• [Stated task]: List every line in the items that contains the word "purple", matching case exactly.

• [Supplied data]:
-- Begin --
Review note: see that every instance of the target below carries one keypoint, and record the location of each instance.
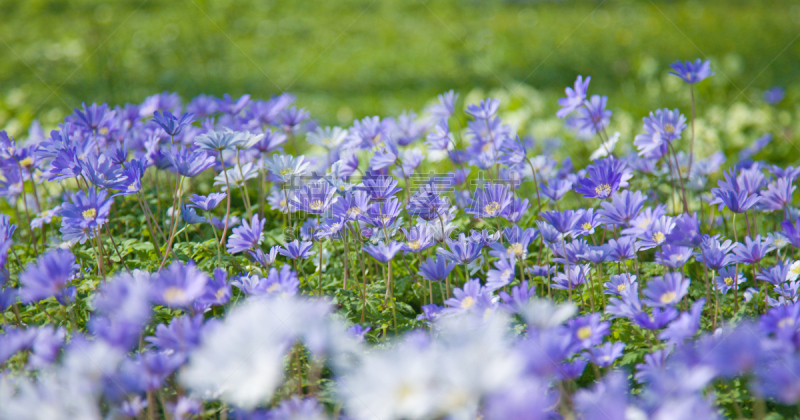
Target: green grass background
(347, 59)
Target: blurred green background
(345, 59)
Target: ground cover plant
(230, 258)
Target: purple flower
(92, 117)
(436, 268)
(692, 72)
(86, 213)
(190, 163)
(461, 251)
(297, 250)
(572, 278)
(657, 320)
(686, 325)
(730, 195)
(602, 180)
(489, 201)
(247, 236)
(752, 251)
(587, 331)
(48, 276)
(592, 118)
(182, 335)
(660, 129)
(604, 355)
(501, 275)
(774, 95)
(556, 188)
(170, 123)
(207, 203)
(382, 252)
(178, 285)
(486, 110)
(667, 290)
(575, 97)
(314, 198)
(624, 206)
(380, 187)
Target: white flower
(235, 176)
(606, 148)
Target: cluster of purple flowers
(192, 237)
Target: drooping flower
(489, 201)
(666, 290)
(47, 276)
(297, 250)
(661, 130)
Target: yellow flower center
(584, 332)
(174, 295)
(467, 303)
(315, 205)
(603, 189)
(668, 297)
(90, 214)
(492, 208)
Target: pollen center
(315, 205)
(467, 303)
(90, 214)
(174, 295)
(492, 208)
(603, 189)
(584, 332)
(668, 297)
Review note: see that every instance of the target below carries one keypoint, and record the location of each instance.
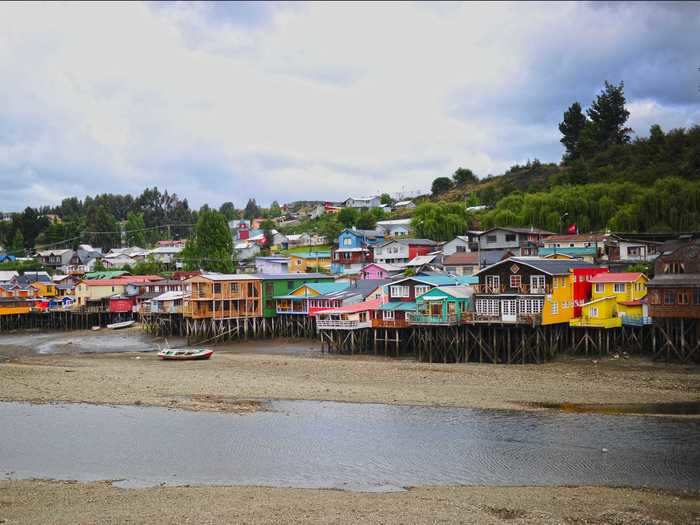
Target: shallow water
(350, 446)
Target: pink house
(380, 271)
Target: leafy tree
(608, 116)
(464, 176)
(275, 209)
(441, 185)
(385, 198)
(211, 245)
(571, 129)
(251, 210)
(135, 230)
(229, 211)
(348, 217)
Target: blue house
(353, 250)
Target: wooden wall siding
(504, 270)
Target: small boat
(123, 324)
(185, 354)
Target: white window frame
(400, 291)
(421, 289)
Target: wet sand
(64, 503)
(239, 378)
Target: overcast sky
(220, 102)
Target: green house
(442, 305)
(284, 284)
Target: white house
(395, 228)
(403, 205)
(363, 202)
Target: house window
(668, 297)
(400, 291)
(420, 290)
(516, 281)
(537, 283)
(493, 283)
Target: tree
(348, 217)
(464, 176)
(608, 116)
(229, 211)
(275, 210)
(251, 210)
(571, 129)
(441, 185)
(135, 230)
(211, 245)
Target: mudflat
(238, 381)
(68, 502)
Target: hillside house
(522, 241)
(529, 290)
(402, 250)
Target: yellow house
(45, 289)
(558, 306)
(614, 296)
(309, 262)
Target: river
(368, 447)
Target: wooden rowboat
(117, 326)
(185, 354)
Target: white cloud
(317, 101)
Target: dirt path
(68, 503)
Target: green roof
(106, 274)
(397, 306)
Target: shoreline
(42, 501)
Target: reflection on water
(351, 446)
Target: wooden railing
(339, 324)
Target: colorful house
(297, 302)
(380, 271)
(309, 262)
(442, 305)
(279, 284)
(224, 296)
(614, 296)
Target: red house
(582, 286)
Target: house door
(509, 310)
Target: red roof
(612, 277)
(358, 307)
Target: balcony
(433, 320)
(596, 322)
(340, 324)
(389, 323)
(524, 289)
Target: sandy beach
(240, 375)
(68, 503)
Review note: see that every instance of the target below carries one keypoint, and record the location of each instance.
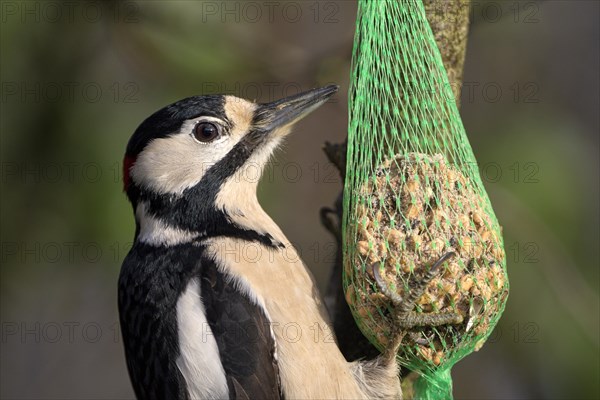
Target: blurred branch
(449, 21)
-- End --
-- Begin --
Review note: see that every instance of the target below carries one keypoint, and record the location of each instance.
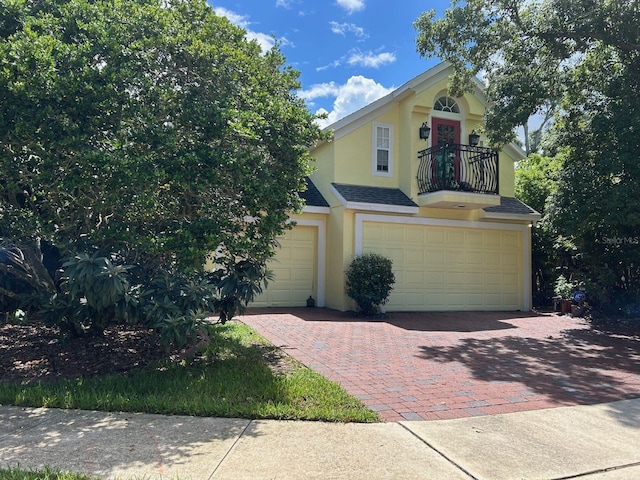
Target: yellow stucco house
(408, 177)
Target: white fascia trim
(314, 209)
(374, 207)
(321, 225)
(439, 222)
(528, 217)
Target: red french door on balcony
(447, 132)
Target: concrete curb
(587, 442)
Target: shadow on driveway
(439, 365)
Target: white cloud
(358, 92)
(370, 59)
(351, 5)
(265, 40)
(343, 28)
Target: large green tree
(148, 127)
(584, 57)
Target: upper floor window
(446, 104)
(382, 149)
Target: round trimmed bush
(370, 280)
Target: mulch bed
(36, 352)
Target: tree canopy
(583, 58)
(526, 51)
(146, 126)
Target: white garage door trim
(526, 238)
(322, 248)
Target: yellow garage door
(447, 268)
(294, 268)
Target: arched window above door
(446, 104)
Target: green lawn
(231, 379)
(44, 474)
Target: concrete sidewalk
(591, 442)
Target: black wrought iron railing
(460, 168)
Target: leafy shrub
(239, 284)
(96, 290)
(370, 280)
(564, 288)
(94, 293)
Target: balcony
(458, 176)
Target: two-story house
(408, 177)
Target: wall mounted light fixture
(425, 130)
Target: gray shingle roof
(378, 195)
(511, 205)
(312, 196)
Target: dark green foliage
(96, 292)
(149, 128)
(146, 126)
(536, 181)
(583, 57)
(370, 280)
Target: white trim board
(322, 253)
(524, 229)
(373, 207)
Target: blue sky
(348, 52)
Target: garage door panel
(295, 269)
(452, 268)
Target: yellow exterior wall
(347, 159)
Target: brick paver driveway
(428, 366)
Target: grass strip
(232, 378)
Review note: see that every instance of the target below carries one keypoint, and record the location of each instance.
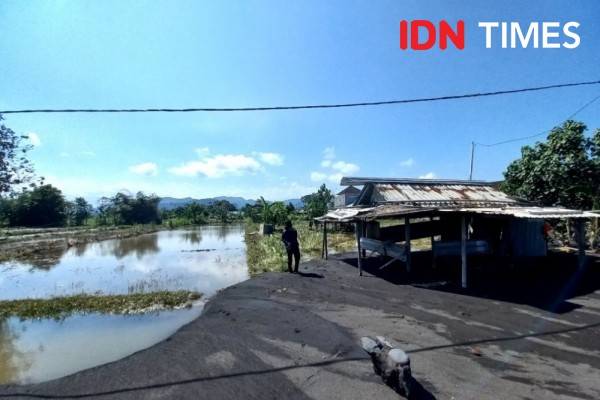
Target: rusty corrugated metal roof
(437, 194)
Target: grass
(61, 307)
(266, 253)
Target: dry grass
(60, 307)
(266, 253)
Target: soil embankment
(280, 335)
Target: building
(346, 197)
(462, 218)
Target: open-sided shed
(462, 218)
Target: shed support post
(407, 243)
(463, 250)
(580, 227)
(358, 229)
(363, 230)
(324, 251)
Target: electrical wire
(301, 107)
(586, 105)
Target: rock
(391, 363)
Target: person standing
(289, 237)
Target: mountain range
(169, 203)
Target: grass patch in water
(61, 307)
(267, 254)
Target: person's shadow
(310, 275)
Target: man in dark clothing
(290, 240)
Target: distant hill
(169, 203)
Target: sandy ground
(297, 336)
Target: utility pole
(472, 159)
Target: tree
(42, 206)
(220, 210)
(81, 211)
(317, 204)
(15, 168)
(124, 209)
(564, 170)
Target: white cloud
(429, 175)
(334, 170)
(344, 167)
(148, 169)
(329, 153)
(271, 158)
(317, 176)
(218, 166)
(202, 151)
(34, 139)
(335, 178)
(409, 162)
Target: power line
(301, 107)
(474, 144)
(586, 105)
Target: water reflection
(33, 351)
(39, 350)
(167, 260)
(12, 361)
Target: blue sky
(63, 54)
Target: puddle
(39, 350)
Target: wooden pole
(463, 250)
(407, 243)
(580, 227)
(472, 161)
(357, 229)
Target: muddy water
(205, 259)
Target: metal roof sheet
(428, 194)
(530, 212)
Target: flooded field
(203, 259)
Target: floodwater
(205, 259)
-- End --
• [Problem solution]:
Target: purple flower
Target: cluster of purple flowers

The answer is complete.